Common Core repeal bill amended to allow time for replacing standards
By Samuel Speciale, Education reporter, Charleston Daily Mail
The Common Core repeal bill up for debate in the state Senate has been amended to give the West Virginia Department of Education an additional year to carry out its mandates.
In a 2-1 vote, the subcommittee the bill was referred to on Monday agreed to give the department until July 2016 to develop and implement replacement education standards. The bill, as introduced in the Senate on Sunday, would have required the process to be completed by the start of school in August, a task deemed virtually impossible by the state’s education officials.
The subcommittee, made up of two Republicans and one Democrat, also added language that would require the state school board to reinstate its previous education standards and use pre-Common Core standards from California, Indiana, Massachusetts, Washington or other states with reputable standards to develop a new set
To work around federal mandates in the Elementary and Secondary Education and No Child Left Behind acts that require college and career ready education standards, the state Higher Education Policy Commission will be asked to update its definition, which was written to be aligned with West Virginia’s Common Core-based Next Generation Content Standards.

## RECORD LIST
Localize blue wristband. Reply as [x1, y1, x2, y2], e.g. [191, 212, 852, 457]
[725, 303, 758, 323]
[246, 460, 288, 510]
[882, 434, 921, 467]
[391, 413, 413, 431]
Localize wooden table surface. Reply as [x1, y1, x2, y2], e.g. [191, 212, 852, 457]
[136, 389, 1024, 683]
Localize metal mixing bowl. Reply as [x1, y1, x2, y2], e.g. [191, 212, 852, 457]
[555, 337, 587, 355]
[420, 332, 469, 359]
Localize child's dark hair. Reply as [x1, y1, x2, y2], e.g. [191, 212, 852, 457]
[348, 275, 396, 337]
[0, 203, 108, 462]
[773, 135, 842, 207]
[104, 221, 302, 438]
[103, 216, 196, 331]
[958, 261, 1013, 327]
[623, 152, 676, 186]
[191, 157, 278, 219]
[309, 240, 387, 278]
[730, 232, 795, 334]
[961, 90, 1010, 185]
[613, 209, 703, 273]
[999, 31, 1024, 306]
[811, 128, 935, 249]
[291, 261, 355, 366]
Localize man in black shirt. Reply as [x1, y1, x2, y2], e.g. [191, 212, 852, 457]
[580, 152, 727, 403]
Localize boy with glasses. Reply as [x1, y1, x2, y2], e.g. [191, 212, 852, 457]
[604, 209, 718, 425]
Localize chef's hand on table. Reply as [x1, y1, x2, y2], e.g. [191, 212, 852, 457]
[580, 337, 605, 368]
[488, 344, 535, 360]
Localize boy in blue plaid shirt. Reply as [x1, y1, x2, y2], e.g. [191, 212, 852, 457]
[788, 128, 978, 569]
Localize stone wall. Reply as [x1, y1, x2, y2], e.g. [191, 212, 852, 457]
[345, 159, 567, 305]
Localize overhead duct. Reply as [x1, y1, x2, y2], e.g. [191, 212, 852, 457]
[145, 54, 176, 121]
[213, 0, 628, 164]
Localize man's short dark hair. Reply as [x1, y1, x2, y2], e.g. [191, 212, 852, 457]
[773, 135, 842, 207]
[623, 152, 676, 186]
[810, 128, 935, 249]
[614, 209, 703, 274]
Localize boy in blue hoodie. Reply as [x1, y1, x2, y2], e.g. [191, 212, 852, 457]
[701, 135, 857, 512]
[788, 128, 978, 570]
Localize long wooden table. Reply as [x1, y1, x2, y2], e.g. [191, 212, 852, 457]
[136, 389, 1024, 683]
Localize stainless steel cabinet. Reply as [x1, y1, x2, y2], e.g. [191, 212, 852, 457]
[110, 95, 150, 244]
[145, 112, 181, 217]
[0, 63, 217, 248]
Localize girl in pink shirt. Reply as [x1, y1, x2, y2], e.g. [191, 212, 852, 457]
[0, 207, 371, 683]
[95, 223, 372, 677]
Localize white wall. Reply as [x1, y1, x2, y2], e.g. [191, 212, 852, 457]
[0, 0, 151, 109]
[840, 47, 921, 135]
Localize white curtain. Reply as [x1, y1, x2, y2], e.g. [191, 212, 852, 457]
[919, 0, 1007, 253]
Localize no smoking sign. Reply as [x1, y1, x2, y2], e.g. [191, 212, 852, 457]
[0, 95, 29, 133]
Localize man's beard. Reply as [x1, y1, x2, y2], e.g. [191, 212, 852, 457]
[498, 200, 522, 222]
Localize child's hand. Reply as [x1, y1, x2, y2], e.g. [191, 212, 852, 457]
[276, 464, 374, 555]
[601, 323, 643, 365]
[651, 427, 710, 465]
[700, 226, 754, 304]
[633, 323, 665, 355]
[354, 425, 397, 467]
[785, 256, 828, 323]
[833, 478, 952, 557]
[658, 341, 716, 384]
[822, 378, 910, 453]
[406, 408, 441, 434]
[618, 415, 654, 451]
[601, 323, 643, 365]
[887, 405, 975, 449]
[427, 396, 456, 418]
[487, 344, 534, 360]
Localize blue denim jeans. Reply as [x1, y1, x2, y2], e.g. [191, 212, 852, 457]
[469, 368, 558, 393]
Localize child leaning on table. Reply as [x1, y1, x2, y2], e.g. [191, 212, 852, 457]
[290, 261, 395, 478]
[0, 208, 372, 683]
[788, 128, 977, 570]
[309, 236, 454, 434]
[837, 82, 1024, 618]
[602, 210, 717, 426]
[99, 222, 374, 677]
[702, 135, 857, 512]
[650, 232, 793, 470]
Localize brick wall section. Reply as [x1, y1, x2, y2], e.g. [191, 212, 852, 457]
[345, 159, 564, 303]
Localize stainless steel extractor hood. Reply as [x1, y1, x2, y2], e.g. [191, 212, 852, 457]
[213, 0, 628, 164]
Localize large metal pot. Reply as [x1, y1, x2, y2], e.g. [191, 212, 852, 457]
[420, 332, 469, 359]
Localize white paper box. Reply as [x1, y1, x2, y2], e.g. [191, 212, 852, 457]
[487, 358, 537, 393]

==

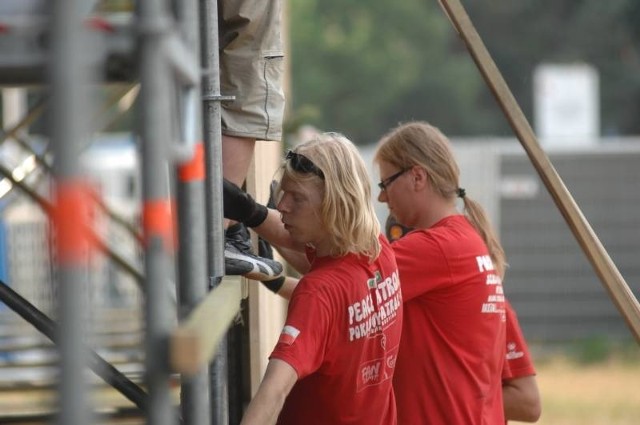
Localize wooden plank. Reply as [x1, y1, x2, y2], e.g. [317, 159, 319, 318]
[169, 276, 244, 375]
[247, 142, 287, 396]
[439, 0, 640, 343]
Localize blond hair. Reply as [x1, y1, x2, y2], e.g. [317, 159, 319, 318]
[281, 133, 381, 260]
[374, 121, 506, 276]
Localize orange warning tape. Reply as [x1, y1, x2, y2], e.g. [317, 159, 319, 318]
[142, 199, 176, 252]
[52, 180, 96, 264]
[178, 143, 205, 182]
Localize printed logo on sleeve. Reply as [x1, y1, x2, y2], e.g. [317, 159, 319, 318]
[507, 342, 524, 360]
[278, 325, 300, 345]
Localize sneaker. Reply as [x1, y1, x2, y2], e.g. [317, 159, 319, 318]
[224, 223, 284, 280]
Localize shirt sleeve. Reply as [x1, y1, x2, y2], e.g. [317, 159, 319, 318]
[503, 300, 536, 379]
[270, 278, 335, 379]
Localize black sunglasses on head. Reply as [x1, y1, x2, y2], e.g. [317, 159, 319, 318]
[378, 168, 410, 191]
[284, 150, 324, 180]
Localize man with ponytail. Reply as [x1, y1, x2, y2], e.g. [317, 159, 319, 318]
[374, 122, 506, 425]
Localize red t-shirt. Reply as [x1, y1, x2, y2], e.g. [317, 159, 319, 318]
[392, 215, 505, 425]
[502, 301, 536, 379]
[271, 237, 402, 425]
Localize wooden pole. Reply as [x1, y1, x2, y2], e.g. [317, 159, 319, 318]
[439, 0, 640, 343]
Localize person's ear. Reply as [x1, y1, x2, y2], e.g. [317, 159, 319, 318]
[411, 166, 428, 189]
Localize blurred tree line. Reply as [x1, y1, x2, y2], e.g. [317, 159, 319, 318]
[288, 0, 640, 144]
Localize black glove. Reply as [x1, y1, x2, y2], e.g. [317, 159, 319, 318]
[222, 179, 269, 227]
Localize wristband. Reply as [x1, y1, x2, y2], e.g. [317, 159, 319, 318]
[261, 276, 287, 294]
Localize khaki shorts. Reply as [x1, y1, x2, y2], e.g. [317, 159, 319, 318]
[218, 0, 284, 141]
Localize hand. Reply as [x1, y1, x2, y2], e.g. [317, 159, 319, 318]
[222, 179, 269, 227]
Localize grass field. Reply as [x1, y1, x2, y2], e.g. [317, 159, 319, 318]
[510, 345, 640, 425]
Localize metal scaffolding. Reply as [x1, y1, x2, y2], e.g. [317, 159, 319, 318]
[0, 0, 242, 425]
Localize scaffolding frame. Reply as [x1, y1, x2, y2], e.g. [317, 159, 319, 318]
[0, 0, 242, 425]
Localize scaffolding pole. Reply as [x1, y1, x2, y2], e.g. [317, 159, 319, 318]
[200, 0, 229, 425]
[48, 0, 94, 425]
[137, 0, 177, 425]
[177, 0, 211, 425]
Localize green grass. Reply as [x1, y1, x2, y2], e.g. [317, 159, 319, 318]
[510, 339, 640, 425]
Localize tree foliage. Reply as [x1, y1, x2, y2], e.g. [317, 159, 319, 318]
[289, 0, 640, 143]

## REQUIRED TASKS
1 - Shorten the paragraph of the Common Core repeal article that begins "In a 2-1 vote," keeping its main facts.
2 - Pick up the Common Core repeal article after its last sentence and write what comes next.

## RESPONSES IN ORDER
1 - By a 2-1 vote, the subcommittee that received the bill on Monday gave the department until July 2016 to develop and implement replacement standards. The bill introduced on Sunday would have required completion by the start of school in August, which state education officials considered virtually impossible.

2 -
The bill now moves back to the Senate Education Committee. The committee accepted the amendments late Tuesday and will take the bill back up as a committee substitute at its next meeting.
While the bill has been fast-tracked through the House, repealing Common Core has been a contentious topic between West Virginia’s chief education officials and lawmakers for at least two years.
This session, the divide between the two parties is as wide as ever as education officials say West Virginia must “stay the course” while legislators demand change after continuous poor student achievement.
Sen. Donna Boley, a member of the subcommittee, has tried to get the Legislature to repeal Common Core for years. While she may yet see that become a reality, she said Tuesday that the timetable the department was given in the bill’s earlier drafts was too short.
“It didn’t give them (the Department of Education) enough time,” she said. “We’ll take this amendment back to committee and see what they have to say.”
While committee chairman Sen. Dave Sypolt, R-Preston, agrees changes to the state’s education standards are needed, he isn’t sure a repeal is the best option. While he said the committee will work on the bill and likely send it to the Senate floor for further debate, that may be as far as it goes.
The bill’s chance of success was raised into question Sunday when Sen. Daniel Hall, R-Wyoming, the majority whip, told the Daily Mail Senate Republicans aren’t set on repealing Common Core like those in the House. He thinks the bill will ultimately fail.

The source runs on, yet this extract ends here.